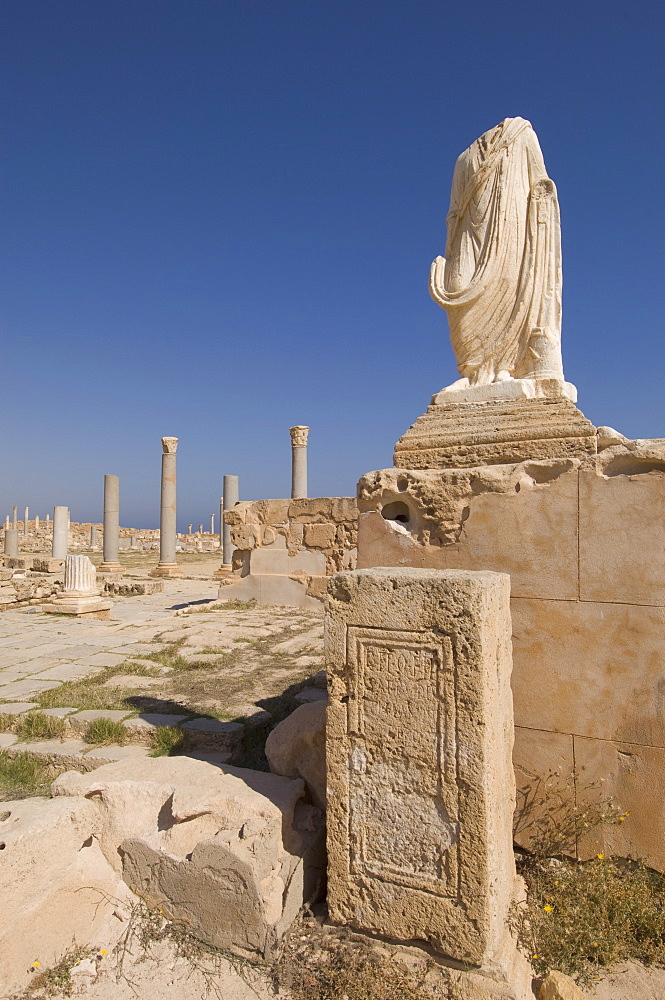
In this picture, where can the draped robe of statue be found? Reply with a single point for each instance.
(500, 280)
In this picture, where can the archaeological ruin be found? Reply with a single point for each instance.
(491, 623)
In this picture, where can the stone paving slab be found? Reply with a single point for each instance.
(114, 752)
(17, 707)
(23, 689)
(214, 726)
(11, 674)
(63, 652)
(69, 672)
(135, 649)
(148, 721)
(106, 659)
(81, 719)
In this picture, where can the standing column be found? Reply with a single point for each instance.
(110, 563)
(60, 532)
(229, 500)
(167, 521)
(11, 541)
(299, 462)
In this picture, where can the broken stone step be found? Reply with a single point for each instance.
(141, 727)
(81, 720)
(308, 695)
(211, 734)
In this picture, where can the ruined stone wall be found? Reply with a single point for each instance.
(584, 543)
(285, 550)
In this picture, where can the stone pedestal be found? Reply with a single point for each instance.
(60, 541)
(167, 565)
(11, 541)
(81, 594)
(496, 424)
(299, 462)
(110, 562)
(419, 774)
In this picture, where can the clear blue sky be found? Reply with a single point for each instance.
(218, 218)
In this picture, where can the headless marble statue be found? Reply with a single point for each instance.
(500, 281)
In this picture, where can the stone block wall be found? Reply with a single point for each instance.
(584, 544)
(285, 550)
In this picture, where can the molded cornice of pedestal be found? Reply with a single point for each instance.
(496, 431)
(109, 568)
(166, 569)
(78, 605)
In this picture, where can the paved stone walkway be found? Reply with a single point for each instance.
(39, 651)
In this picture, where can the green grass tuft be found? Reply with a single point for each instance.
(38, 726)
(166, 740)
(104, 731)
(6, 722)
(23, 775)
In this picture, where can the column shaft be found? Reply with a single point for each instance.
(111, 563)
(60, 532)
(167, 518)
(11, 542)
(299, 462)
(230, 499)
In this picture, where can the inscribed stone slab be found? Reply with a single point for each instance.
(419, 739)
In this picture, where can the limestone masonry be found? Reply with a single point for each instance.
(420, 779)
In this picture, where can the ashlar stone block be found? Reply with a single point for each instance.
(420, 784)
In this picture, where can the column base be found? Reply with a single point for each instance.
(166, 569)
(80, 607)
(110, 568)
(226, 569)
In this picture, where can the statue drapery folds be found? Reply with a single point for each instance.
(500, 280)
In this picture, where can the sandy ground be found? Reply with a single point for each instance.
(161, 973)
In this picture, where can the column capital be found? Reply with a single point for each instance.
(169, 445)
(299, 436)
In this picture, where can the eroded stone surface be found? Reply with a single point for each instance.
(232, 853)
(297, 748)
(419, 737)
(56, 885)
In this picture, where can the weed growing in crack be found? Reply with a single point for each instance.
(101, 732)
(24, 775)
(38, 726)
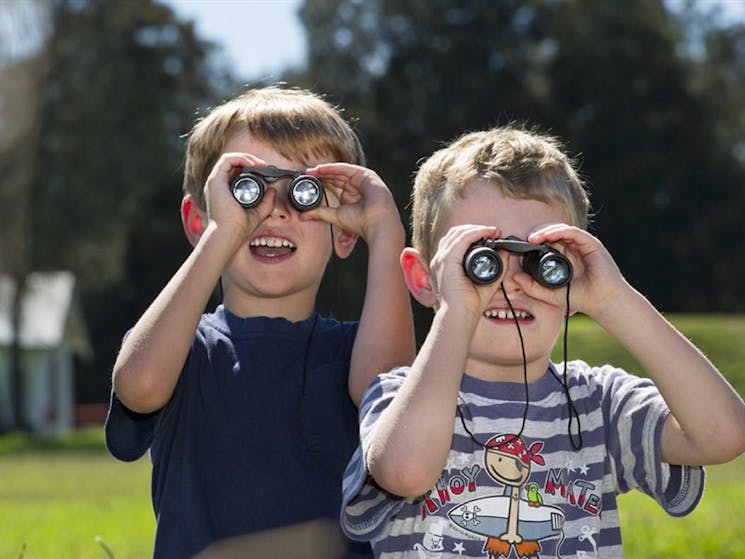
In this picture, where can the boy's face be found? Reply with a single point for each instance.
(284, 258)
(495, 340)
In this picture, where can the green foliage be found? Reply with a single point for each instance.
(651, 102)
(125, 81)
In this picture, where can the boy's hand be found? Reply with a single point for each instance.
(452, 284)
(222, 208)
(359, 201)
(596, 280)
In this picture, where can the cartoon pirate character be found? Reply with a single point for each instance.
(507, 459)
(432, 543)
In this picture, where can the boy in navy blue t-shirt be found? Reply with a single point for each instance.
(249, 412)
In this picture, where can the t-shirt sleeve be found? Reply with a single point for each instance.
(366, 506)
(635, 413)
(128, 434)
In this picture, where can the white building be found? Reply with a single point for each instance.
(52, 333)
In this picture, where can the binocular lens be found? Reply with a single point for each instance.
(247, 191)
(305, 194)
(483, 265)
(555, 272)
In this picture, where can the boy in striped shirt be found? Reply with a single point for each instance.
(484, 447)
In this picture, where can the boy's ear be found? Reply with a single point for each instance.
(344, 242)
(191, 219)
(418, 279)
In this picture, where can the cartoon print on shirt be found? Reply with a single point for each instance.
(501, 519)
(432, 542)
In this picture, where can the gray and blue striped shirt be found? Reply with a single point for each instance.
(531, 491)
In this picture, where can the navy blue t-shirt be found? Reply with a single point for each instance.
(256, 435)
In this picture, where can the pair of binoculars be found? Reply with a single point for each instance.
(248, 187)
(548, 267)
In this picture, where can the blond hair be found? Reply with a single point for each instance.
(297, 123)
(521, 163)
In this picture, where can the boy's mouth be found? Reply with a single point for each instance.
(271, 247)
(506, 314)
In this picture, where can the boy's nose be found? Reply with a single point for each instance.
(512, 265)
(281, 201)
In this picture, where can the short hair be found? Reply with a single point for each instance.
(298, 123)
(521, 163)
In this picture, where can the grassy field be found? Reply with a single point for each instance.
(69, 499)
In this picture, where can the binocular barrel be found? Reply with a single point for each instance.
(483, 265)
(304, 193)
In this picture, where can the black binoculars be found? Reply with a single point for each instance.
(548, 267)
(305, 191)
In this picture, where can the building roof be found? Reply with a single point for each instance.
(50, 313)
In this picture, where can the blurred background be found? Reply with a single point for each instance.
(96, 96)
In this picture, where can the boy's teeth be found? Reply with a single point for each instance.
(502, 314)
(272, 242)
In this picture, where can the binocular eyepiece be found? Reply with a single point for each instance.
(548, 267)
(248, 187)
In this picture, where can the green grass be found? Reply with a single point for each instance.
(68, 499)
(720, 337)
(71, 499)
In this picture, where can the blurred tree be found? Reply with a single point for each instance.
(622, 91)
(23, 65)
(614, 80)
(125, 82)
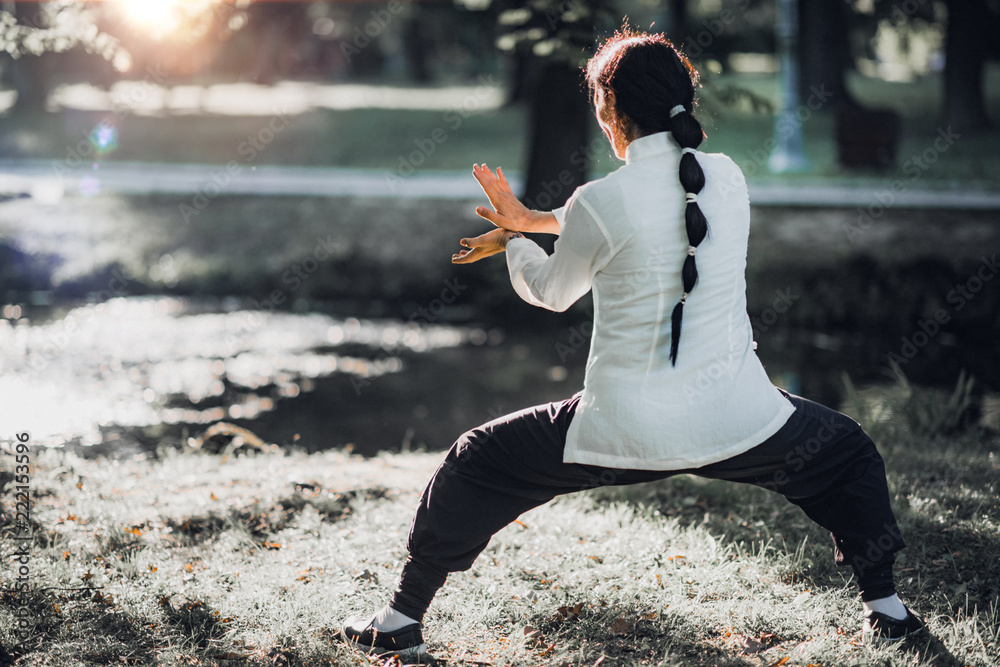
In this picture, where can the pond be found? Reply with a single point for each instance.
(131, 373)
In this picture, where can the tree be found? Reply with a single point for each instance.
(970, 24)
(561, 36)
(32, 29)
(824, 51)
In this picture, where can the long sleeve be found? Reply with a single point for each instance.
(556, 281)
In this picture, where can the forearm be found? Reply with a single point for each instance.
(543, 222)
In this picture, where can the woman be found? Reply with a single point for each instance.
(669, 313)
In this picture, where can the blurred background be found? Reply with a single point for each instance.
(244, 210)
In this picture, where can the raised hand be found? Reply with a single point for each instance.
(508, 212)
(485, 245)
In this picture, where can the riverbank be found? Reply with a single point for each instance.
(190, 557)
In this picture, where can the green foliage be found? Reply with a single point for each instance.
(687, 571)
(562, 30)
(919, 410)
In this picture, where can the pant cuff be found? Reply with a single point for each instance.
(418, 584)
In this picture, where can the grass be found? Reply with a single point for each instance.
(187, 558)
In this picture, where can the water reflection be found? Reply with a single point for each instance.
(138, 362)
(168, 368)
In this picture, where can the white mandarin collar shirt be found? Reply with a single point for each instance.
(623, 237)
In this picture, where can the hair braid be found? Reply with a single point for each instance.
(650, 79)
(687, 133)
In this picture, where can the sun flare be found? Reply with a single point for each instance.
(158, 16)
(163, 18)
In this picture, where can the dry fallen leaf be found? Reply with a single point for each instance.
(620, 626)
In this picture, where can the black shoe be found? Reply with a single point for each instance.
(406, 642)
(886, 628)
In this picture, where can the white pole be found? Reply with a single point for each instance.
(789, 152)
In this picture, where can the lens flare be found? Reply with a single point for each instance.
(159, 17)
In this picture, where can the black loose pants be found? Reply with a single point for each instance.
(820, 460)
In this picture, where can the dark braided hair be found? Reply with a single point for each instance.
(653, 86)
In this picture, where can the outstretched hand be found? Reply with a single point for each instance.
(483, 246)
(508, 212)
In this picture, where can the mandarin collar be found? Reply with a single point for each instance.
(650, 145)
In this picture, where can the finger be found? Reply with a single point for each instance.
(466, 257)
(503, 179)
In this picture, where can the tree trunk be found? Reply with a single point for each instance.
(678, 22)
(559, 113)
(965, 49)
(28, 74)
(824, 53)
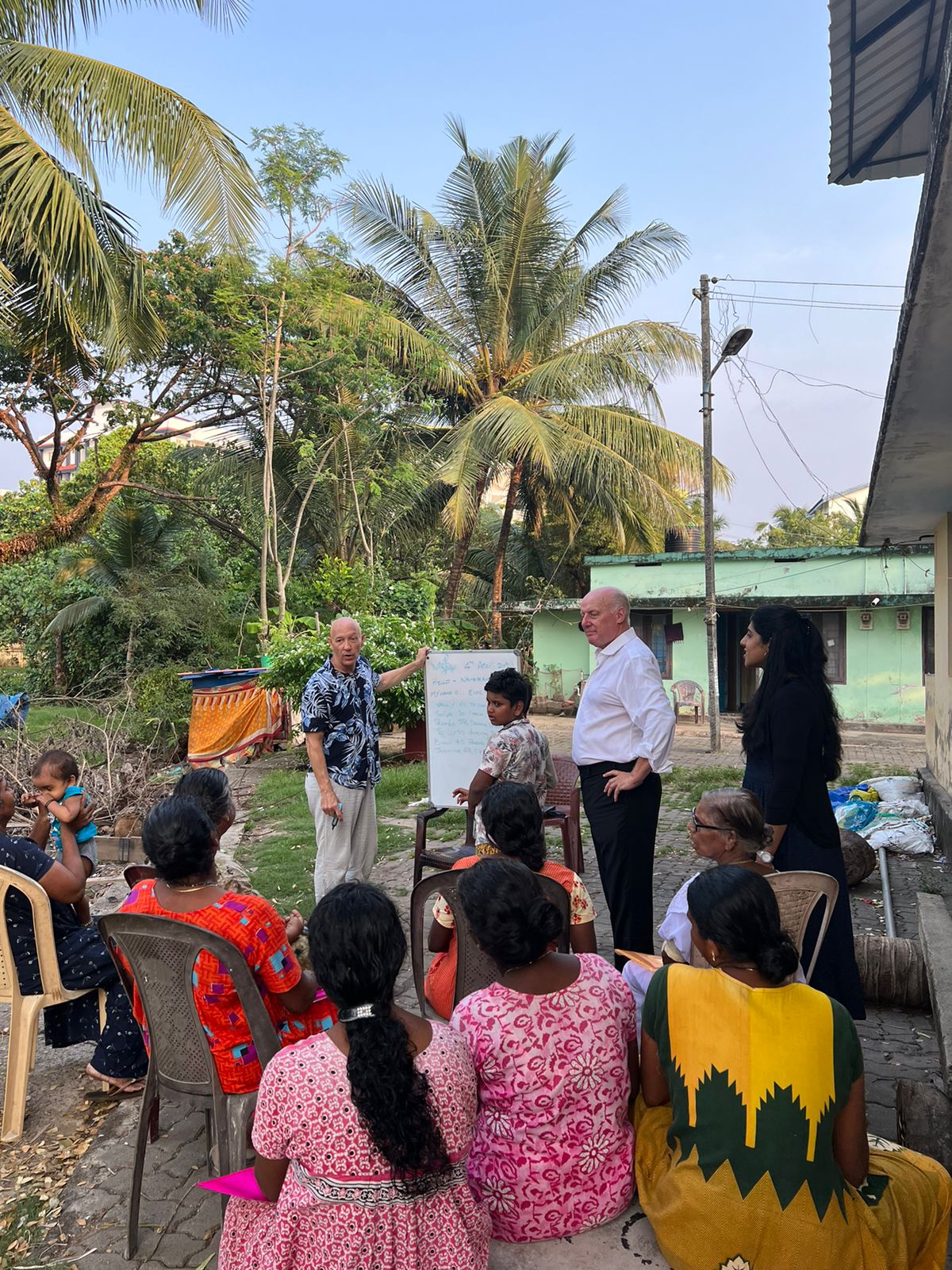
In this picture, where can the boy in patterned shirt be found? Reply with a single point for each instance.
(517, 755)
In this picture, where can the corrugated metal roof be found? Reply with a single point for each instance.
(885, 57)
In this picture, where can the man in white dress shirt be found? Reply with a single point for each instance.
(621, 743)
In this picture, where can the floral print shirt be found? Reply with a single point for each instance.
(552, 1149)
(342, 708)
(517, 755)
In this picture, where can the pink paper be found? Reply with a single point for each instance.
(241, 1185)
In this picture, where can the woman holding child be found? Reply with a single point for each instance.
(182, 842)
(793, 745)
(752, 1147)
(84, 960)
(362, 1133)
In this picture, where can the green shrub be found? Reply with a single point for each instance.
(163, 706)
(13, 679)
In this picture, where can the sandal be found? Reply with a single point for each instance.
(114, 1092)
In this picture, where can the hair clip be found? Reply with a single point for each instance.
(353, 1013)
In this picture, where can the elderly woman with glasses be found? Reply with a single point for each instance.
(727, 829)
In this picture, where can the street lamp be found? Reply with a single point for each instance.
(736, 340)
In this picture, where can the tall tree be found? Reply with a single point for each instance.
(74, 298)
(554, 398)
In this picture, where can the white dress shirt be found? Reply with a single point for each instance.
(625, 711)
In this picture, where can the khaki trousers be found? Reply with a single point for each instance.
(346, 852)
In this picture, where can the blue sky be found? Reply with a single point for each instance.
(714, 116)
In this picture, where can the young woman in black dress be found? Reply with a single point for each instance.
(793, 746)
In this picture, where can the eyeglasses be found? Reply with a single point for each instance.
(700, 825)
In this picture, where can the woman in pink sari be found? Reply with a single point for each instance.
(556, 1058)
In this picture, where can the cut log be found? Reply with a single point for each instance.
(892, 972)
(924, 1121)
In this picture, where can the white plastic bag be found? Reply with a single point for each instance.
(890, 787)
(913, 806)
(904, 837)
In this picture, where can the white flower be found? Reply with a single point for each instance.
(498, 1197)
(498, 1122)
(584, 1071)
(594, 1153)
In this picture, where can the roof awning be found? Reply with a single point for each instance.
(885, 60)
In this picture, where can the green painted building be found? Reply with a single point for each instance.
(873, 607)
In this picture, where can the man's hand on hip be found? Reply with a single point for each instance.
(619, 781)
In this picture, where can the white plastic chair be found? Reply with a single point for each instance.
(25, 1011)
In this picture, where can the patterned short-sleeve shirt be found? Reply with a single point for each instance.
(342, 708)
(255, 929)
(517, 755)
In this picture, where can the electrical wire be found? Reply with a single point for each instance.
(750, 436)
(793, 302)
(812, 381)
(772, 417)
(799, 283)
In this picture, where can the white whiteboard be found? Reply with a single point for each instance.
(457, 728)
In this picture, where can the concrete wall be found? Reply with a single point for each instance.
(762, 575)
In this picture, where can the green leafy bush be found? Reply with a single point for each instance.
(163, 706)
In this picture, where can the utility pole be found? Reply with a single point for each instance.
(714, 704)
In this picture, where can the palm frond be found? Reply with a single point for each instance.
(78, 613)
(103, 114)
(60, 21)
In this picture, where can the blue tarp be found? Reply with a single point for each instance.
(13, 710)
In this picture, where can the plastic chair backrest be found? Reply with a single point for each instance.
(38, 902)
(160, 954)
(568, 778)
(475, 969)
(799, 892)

• **REQUIRED WORK**
Produce an exact copy of the lines from the one containing "In this picture, where can the man's" through the last line, and of nothing else.

• **SOLUTION FOR THIS PROBLEM**
In this picture, where can the man's hand on hip be found? Reply with a single point for each instance.
(619, 781)
In this picture, where can the white plastic chair be found? Reply with a single point for each instance.
(25, 1011)
In this picture, where can the patterned short-sleeve shirt be found? Reply with a single point for each instance.
(342, 708)
(255, 929)
(517, 755)
In this picture, where can the electrical wire be found? Reply with a single point for each instance.
(750, 436)
(793, 302)
(812, 381)
(772, 417)
(799, 283)
In this picture, where can the white whiteboard be found? Reply with a single point for each instance.
(457, 728)
In this picture, where can the concrete wall be found? Reply with a single point for each instance.
(762, 575)
In this picture, where can the green leafy bush be found? Reply with a single point for each instance.
(163, 706)
In this picture, where can the utility pole be found? Reply with a single point for each instance.
(714, 704)
In this picture, where can the palm frond be found? Reply with a single point for each instance.
(78, 613)
(103, 114)
(60, 21)
In this picture, where can the blue tarp be found? Reply with a single point for each instance.
(13, 710)
In this picture, where can the plastic chair backrest be found? Reply with a single point for each instance.
(38, 902)
(160, 954)
(568, 778)
(475, 969)
(799, 892)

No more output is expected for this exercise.